Your objective: Write out, word for word and in full, the passage below on deep transfer learning for classifying forearm sEMG signals during human–robot interaction.

Excerpt provided:

------------------------------------------------

Recently, deep learning approaches are gaining huge interest due to the vast amount of data available and their success in movement detection, gesture classification, and intent detection [20–23]. For instance, a recent review by Faust et al.  provides the superiority of convolution neural networks (CNNs) over the conventional machine learning algorithms in gesture classification using sEMG data. However, even deep learning approaches fail to generalize across subjects due to individual differences. To overcome this issue, researchers use transfer learning techniques in which a model trained on a specific domain can be adapted to a new domain by retraining only a few parameters of the network [5,24–27].
This paper explores a deep transfer learning approach to adapt a learned classification model to new subjects. For this purpose, we designed a physical human–robot interaction experiment in which the users perform fine and gross movements (GMs) by guiding an admittance-controlled robot. The damping parameter of the admittance controller is varied between predefined high and low values. Thus, the experiment has two factors with two levels, high/low for damping and fine/gross for task type. During the interaction, we collect the participant's sEMG from the forearm and use it for offline analysis to characterize the interaction into three categories. Based on the predicted category, the robotic system can choose to increase, decrease, or maintain the same level of virtual damping to ensure fluid interaction between the human and the robot. We compare two approaches: a feature-based approach and a deep CNN approach. The CNN architecture consists of two linear transformations and three convolution operations with a log-softmax output and no fully connected layers, inspired by Schirrmeister et al.  and Passalis et al. . A total of 26 subjects participated in the experiment. We trained a base classifier on 10 subjects and performed inter-subject transfer learning, using only 10% of the new subject's data. We compare the performance of CNN-based transfer learning approach with Riemann geometry-based Procrustes analysis (RPA).

------------------------------------------------

Dataset content:
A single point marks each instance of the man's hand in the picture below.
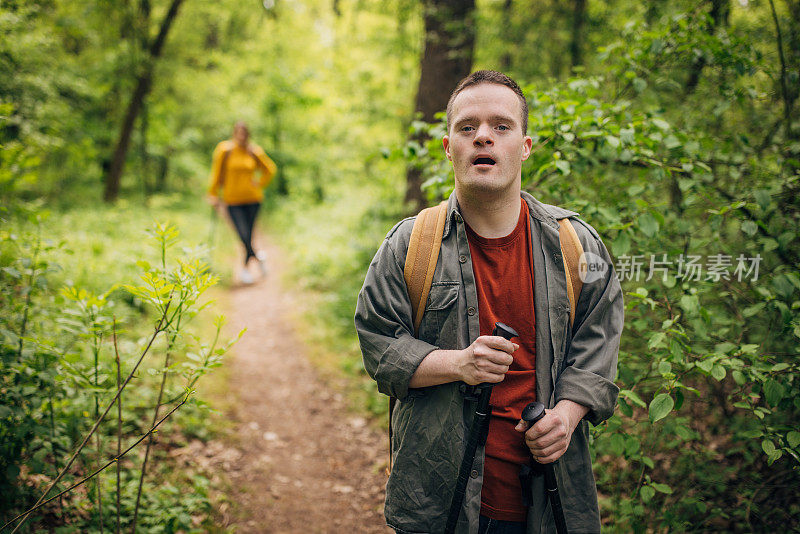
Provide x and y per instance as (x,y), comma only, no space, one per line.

------------------------------------------------

Result of the task:
Recently, deep learning approaches are gaining huge interest due to the vast amount of data available and their success in movement detection, gesture classification, and intent detection [20–23]. For instance, a recent review by Faust et al.  provides the superiority of convolution neural networks (CNNs) over the conventional machine learning algorithms in gesture classification using sEMG data. However, even deep learning approaches fail to generalize across subjects due to individual differences. To overcome this issue, researchers use transfer learning techniques in which a model trained on a specific domain can be adapted to a new domain by retraining only a few parameters of the network [5,24–27].
This paper explores a deep transfer learning approach to adapt a learned classification model to new subjects. For this purpose, we designed a physical human–robot interaction experiment in which the users perform fine and gross movements (GMs) by guiding an admittance-controlled robot. The damping parameter of the admittance controller is varied between predefined high and low values. Thus, the experiment has two factors with two levels, high/low for damping and fine/gross for task type. During the interaction, we collect the participant's sEMG from the forearm and use it for offline analysis to characterize the interaction into three categories. Based on the predicted category, the robotic system can choose to increase, decrease, or maintain the same level of virtual damping to ensure fluid interaction between the human and the robot. We compare two approaches: a feature-based approach and a deep CNN approach. The CNN architecture consists of two linear transformations and three convolution operations with a log-softmax output and no fully connected layers, inspired by Schirrmeister et al.  and Passalis et al. . A total of 26 subjects participated in the experiment. We trained a base classifier on 10 subjects and performed inter-subject transfer learning, using only 10% of the new subject's data. We compare the performance of CNN-based transfer learning approach with Riemann geometry-based Procrustes analysis (RPA).